**** EXERCISE INPUT ****

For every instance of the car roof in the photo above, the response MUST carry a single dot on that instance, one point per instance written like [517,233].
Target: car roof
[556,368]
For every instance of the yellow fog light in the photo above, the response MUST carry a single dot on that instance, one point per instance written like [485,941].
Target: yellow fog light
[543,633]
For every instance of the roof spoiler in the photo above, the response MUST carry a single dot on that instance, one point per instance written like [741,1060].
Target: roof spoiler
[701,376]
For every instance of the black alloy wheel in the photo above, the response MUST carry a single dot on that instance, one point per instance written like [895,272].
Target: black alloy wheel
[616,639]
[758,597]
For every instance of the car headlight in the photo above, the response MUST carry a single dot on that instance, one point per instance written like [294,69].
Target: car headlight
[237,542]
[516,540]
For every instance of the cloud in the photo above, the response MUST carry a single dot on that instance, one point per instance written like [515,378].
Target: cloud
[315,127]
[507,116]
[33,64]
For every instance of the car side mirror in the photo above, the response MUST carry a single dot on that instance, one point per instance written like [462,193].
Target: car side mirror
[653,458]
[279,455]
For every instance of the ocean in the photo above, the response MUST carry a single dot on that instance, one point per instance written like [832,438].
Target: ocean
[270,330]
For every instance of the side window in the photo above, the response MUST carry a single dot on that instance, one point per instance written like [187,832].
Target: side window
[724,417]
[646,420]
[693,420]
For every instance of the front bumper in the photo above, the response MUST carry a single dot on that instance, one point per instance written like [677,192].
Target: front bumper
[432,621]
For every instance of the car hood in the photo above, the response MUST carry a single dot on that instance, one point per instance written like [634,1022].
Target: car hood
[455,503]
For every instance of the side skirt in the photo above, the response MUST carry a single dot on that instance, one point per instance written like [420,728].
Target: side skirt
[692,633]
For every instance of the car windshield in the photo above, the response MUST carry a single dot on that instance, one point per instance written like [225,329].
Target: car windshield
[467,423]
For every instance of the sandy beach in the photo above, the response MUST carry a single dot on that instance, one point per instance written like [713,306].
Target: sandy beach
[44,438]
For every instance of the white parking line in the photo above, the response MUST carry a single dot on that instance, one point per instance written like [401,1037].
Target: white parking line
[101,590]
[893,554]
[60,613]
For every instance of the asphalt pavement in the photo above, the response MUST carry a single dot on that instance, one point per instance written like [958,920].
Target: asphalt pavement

****

• WHAT TO DO: Where does the string "asphalt" occur in the data above? Copy every line that holds it.

• WORKED SOLUTION:
For every instance of the asphalt pavement in the photo above, the response MUST carry a single dot on that instance, one point per instance written like [958,920].
Target: asphalt pavement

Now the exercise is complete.